▸ **学習用文章**:
論理的な考察・説明のために(その3,書く前の準備)

 小論文・レポートのゴールは何ですか?
 大学入試・昇進試験の場合は、「合格」と考える人も多いです。
 では、「合格」と評価される小論文・レポートとはどのようなものでしょうか。


1,まず、相手を意識すること
⑴小論文・レポートを評価するのは、あなたが知らない人
 もちろん、評価する人も、あなたを知りません。ですから、知らない人でも理解できる説明が求められます。その説明とは「前提の整理・確認」です。
 したがって、同じ組織・チームで研究・業務を共にし、価値観なども共有している人に対する伝え方では、説明不足になります。論文・レポートではなく、「業務連絡・メモ」に近い文章を書いてくる人も少なくありません。
 この場合、相手への意識が弱い=論理的な思考ができないという評価になります。


⑵相手への意識とは
 これは、3段階にわかれます。そして3段階目が、小論文・レポートのゴールです。
①相手に「理解」してもらう
 まず、「伝える内容」を相手に理解してもらいます。次に「知ってもらいたいこと」を伝えます。業務連絡・事務連絡がこれにあたります。


②相手から「フィードバック」をもらう
 まず、「伝える内容」を相手に理解してもらいます。次に「相手はどのように考えるのかなどの感想、賛成反対の判断、改善点の指摘や助言」を引き出します。顧客のニーズを引き出すヒアリングやマーケティング、社内会議の話題提供や報告などがこれにあたります。


③相手に「行動」してもらう
 まず、「伝える内容」を相手に理解してもらいます。次に「相手が実際の行動に移すこと」を導きます。販売代理店などの第3者にキャンペーン参加を依頼し、賛同・承諾を得た場合がこれにあたります。大学入試では、小論文を読んだ教授が「この高校生と一緒に研究をしたい」と思うことがこれにあたります。
 あなたの書いた小論文・レポートは、どの段階ですか。


2,相手に行動してもらうとは
⑴企業研修とそのレポートの場合
 研修テーマが「マネジメント」だったとしましょう。
 組織は大きくなればなるほど、「トップダウン型」になりがちです。ただし、トップダウンの指示系統が「社員の安全確保」「合理的な業務振興」につながることも多いです。これはメリットですね。
 一方で、トップダウン型組織には、「上司の裸の王様化」「部下の思考停止」などのデメリットが潜んでいます。トップダウンの指示系統が「社員の安全を奪う(ハラスメントなど)」「非合理的な業務を生む(上司と部下との風通しの悪さ)」こともあるのです。
 組織に長く所属していると、デメリットが見えなくなります。トップダウンが日常になって、そのことに疑問を感じなくなるのです。そういう状況の中で、「トップダウン型のデメリットを、「所属部署・担当業務の中で具体的に提示すること」が、相手の行動のきっかけになります。なぜなら、相手に「気づき」を与えるからです。

▸ **表示行**:
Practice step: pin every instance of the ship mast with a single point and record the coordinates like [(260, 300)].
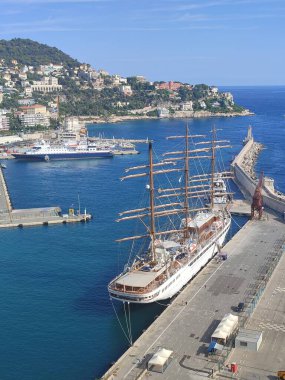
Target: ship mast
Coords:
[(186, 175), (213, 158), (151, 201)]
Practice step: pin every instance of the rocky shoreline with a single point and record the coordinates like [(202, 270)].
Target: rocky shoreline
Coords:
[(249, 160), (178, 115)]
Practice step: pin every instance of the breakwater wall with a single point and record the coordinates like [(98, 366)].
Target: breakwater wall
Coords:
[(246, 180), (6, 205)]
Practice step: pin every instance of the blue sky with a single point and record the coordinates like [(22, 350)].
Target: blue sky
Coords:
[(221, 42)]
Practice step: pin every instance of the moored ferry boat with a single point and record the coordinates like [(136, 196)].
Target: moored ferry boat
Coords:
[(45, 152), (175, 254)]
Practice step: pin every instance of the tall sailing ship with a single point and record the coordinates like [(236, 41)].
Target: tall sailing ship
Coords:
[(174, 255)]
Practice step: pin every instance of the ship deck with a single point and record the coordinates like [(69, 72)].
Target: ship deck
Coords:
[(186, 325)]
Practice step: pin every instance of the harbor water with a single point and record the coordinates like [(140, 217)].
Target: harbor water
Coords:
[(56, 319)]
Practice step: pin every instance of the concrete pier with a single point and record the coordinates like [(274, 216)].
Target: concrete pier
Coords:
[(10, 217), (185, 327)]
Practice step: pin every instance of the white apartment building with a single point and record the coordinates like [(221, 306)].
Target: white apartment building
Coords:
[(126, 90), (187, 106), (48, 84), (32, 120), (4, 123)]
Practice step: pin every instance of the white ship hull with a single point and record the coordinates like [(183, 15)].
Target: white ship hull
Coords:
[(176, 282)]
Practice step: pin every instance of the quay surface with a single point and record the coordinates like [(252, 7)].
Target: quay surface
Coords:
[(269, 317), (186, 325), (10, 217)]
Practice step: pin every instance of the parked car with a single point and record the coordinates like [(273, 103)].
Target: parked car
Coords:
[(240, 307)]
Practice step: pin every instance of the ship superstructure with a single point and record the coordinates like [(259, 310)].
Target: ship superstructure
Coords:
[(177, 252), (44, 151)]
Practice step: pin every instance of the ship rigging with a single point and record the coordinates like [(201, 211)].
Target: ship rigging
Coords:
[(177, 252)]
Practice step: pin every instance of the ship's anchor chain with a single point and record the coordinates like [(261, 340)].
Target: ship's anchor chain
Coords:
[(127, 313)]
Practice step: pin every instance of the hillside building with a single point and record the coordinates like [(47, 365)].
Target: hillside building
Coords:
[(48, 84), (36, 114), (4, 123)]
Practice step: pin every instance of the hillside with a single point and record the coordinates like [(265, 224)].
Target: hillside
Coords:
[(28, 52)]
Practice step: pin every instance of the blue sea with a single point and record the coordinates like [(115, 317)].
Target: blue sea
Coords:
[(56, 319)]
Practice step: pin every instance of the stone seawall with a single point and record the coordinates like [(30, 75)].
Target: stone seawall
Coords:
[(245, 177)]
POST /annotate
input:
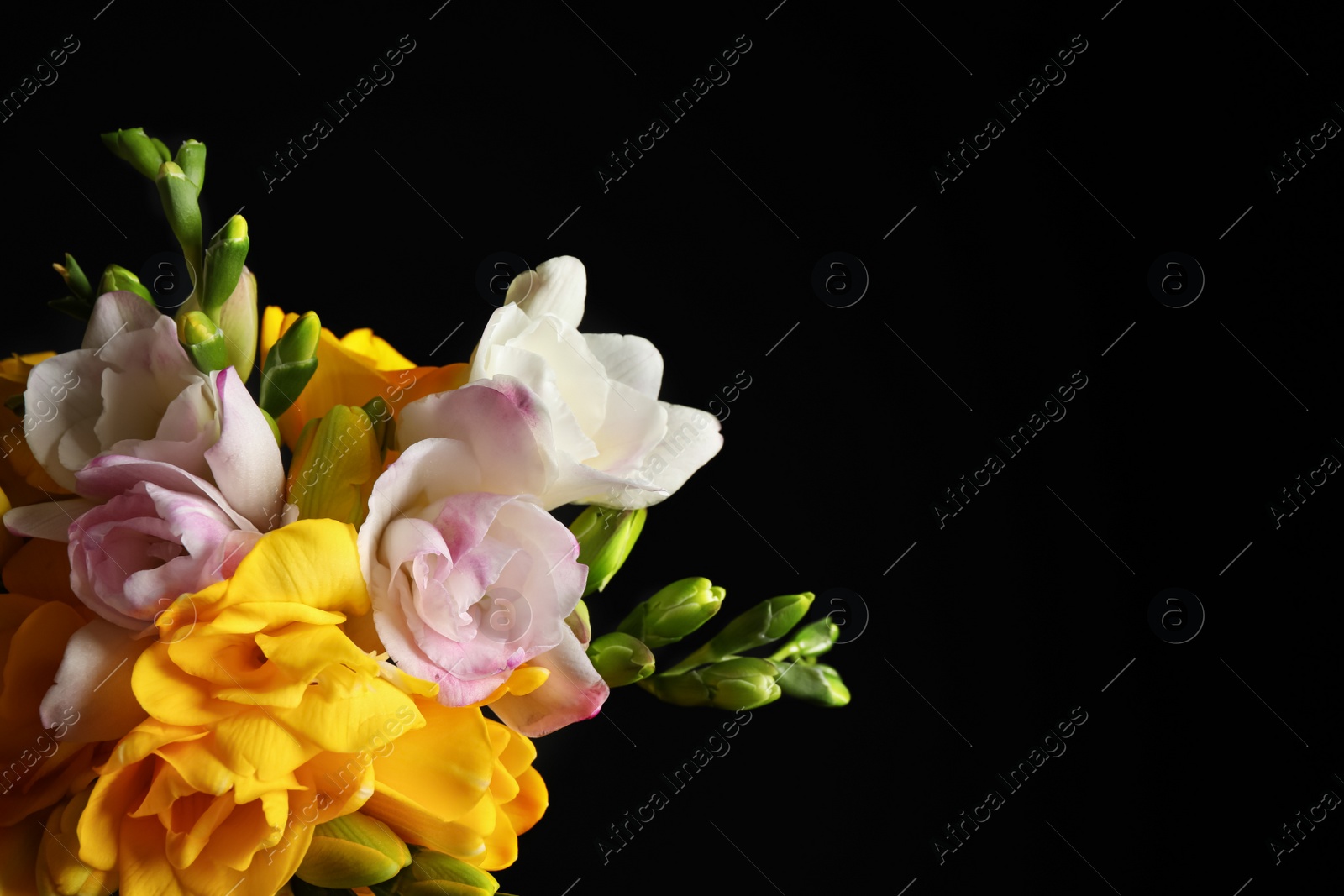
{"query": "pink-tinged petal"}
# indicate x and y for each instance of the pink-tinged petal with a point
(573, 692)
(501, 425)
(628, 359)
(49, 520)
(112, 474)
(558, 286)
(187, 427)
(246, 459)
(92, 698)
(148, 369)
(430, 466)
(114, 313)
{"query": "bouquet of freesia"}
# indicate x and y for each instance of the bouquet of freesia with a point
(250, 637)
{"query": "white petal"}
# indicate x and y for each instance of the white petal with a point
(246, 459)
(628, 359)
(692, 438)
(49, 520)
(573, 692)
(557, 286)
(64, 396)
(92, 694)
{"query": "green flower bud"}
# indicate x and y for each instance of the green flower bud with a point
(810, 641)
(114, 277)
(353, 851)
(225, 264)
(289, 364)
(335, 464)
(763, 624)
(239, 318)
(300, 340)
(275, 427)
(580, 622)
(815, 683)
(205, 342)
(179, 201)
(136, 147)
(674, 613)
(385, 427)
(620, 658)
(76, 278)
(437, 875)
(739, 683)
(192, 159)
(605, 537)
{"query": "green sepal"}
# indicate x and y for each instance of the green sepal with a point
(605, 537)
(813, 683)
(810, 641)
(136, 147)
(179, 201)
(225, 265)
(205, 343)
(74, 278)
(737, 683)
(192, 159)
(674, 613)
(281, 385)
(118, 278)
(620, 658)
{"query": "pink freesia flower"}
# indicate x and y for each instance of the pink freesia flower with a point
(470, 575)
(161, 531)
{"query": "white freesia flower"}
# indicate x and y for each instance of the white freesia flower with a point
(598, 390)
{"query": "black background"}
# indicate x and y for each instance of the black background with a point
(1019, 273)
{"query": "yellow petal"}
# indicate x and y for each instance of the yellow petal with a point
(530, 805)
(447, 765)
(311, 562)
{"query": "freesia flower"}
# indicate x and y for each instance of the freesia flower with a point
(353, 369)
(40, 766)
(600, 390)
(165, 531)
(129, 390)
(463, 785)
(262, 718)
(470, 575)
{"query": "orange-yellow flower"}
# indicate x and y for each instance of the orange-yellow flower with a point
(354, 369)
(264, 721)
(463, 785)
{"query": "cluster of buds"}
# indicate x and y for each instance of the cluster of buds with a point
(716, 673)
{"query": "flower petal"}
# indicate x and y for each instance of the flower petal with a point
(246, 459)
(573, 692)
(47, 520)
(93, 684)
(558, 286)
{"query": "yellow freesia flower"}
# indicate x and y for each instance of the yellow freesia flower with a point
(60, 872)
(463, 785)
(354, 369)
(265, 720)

▸ **課題 1**: 小論文・レポートについての文章では、相手への意識の3段階のうち、小論文・レポートのゴールはどの段階とされているか。
▸ **課題 2**: 小論文・レポートについての文章を、最後の文の後から書き継げ。
行の内容は使わなくてよい。

▸ **解答 1**: 3段階目の、相手に「行動」してもらう段階である。

▸ **解答 2**:
 相手が「このレポートに書いてあるとおりだ。自分も気をつけなければ、そして改善しなければ」と思う、改善に動き出す。これが「相手に行動してもらう」です。


⑵大学での研究とそのレポートの場合
 地域おこしをテーマとした小論文を例に述べます。
 東日本大震災で大きな被害を受けた町が舞台です。その町で老舗の呉服屋さんが主催の「高校生のファッションショー」が行われました。呉服屋さんが主催とあって、着物・浴衣などの伝統衣装というイメージを持って集まった人も多かったのです。しかし、実際には、高校生が憧れるファッション・着たい服を自由に選んだものでした。
 最大の話題となったのは「ゴスロリ」でした。大人も子供も面白がったのです。
 このことが、町の中高生にある希望を与えました。それまで、人々の表情は暗く、同調圧力を感じることも多かったようです。しかし、実際には、被災した町に活気が戻ってくること、そのためには子供たちが自由に、好きなように生きることを望んでいるということが、大人から子供たちに伝わったのです。
 このストーリーには、人口減少・過疎化が進む町の再生を考えるヒントがあります。
 こうした取材力・視点から考察を進める学生は、教授の研究に刺激を与えます。この小論文を読んだ教授は、もっと深く知りたい、質問したいと考えるでしょう。これが「相手に行動してもらう」になります。


3,本日のまとめ
 ①論理性の高い小論文・レポートを書くためには、書く前の準備が重要である。
 ②相手を意識することが、文章の「論理性」を高める。
 ③小論文・レポートを読んだ相手が、その内容に刺激を受けて「行動を起こすこと」が
  ゴールであることを意識する。


 これが、合格する小論文・レポートです。

論理的な考察・説明のために(その2,小論文編)

 ロジカルシンキングという言葉があります。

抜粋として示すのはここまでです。